▶ Data shown:

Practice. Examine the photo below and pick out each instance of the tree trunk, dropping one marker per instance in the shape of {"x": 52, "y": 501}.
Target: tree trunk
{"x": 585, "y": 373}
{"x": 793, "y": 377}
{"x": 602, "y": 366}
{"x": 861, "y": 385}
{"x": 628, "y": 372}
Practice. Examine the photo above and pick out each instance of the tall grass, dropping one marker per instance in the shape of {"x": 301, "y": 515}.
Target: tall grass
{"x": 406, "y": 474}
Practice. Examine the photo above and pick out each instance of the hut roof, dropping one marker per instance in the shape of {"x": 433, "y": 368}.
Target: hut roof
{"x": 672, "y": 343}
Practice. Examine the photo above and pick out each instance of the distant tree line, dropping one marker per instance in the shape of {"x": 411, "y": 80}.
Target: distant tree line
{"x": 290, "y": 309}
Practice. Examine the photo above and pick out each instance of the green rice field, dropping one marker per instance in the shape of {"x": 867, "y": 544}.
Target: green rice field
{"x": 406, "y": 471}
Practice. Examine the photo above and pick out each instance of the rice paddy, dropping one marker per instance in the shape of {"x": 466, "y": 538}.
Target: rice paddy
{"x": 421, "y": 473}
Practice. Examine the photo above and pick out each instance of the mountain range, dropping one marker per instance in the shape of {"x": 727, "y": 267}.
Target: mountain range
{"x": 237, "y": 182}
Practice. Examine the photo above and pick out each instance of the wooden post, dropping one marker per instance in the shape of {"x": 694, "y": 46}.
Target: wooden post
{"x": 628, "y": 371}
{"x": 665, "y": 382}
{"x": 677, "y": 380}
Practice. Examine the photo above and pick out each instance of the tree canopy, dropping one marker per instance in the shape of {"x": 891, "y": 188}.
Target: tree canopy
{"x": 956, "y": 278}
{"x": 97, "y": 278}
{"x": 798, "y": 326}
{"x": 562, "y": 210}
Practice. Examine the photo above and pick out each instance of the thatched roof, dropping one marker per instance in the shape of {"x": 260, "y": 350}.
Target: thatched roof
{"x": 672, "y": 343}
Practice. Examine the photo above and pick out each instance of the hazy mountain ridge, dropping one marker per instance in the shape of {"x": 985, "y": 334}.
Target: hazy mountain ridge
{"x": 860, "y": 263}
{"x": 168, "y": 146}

▶ Written task:
Using the records above, please retype only the run of lines from the line holding "tree canopy, dropping" through the last line, both ends included.

▶ Output for this task:
Practice. Examine the photo above and pick out each instance of the tree canopy, dropping one marker per instance in the shape of {"x": 891, "y": 188}.
Target: tree canopy
{"x": 956, "y": 278}
{"x": 97, "y": 278}
{"x": 798, "y": 326}
{"x": 562, "y": 210}
Practice. Examine the photo above and pick out each instance of the thatched roof, dropping one marker per instance in the shape of {"x": 260, "y": 350}.
Target: thatched roof
{"x": 672, "y": 343}
Practice. Examine the photo above and pick out each instance of the hazy mountain ridge, dropping one marker per instance in the shape of {"x": 985, "y": 334}.
Target: hazy mountain ridge
{"x": 860, "y": 263}
{"x": 168, "y": 146}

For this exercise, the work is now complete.